---------- Texto para leer

Prólogo de Ariel Mazzeo para la segunda antología
Cuando Marcelo di Marco me propuso
encarar la segunda antología de los Cuentos
de la Abadía de Carfax, logró que me sintiera honrado, agradecido,
entusiasmado. Dado que conozco la obra de los integrantes de la Abadía, supe
desde el principio que me esperaba un trabajo gozosamente arduo —elegir un único cuento de cada uno de ellos para
la antología—, pero de resultado seguro: con mantener a raya mi torpeza como
antólogo, no habría otro desenlace posible que el de lograr un libro de excelente
calidad.
Desde luego, el proceso de lectura y
selección de los cuentos y el enriquecedor intercambio con los autores fueron
motivando algunas reflexiones acerca de este género que hoy, querido lector,
nos trajo a ambos hasta aquí.
Más de una vez en todo este tiempo me
pregunté por qué leo historias de horror y fantasía, cuándo comencé a hacerlo,
o qué significado tienen para mí. El primer libro que recuerdo haber leído fue Mi planta de naranja-lima, de José Mauro
de Vasconcelos. Una historia que, excepto por la inmensa imaginación de Zezé,
el personaje principal, y por algunas menciones a leyendas de un por entonces
exótico Brasil, poco y nada tenía que la emparentara con el género fantástico.
Y mucho menos con el horror.
Ya por mis ocho o diez años, yo
alimentaba mi “curiosidad” devorando el inconfundible estilo de la sección
Policiales de La Razón. Recibíamos
“la sexta” en casa cada noche de la Gran Noche que vivíamos por aquellos años
de completa oscuridad, y a mí me costaba dormir, con todos esos “macabros
hallazgos” de “occisos” girando sin control en mi mente. Eso fue prácticamente
todo hasta que, bien entrada la adolescencia, cayó en mis manos —o quizás
debiera decir en mi cabeza—, un formidable mazazo literario: “La verdad sobre
el caso del señor Valdemar”.
La fascinante podredumbre final del
personaje de Poe fue un hito definitivo, pero yo intuía que mi preferencia por
el género de lo sobrenatural venía de mucho antes. Algo anterior, algo en mi
infancia había preparado el terreno, sólo que yo no lograba recordar qué.
Hasta que pensé en Scooby Doo.
Antes de explicar nada, aclaro ya mismo
mi posición: detesto y siempre detesté y siempre seguiré detestando a Scooby
Doo.

--------------------
---------- Extractos de datos

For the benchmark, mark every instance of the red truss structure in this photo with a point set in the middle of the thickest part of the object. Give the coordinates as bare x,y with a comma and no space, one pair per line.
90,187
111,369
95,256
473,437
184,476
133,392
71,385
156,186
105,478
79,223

--------------------

Consigna –
Convierte en una lista breve el párrafo del prólogo que empieza «Más de una vez en todo este tiempo», sin perder sus datos principales. Para resolver esto alcanza con el prólogo, sin recurrir a los ítems.

Respuesta del ejercicio –
- El autor se preguntó varias veces por qué lee historias de horror y fantasía, cuándo empezó y qué significan para él.
- El primer libro que recuerda haber leído es *Mi planta de naranja-lima*, de José Mauro de Vasconcelos.
- Esa historia casi no tenía relación con el género fantástico, salvo por la gran imaginación de Zezé, su protagonista, y por algunas menciones a leyendas de un Brasil entonces exótico.
- Menos relación aún tenía con el horror.